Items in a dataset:
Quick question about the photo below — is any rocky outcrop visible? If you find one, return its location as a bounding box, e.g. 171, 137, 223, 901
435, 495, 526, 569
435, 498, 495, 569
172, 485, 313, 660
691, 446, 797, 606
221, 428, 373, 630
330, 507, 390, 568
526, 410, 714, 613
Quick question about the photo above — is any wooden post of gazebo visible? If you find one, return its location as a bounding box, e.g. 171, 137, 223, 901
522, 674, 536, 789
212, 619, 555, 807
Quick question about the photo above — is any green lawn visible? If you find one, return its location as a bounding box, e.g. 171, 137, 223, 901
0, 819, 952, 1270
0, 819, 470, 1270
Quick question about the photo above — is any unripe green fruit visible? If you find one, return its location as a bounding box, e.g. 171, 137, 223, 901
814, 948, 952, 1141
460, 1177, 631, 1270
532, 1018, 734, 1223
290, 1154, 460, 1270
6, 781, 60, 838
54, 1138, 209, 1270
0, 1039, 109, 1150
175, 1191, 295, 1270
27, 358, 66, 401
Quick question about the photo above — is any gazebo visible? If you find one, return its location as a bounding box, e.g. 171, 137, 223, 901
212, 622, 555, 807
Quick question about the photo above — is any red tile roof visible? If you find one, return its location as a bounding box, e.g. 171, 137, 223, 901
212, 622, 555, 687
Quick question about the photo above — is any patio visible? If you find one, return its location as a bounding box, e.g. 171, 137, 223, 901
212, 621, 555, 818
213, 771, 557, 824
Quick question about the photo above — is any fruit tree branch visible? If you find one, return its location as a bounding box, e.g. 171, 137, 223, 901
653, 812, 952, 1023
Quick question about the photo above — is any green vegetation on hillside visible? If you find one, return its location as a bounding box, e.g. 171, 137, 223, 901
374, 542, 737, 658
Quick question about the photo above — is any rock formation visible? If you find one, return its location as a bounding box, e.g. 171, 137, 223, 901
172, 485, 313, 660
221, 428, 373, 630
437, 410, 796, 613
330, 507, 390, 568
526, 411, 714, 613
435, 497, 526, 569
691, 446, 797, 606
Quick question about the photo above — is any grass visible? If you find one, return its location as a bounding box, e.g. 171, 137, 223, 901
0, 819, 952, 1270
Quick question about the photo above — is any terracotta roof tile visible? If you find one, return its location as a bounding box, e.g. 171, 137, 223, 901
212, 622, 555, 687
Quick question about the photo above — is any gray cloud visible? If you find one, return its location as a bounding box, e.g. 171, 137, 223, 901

■ What is asked:
Report each line of the records above that contains the word "fruit", copying every such line in full.

■ Exercise solution:
Quick question about the photo above — is any unripe green fruit visible? If you find one, return its location as a bounding box, e.g. 171, 137, 223, 901
Quick question about the photo above — is any fruit tree branch visible? If you find one, return its location as a bounding box, e.g. 171, 137, 223, 901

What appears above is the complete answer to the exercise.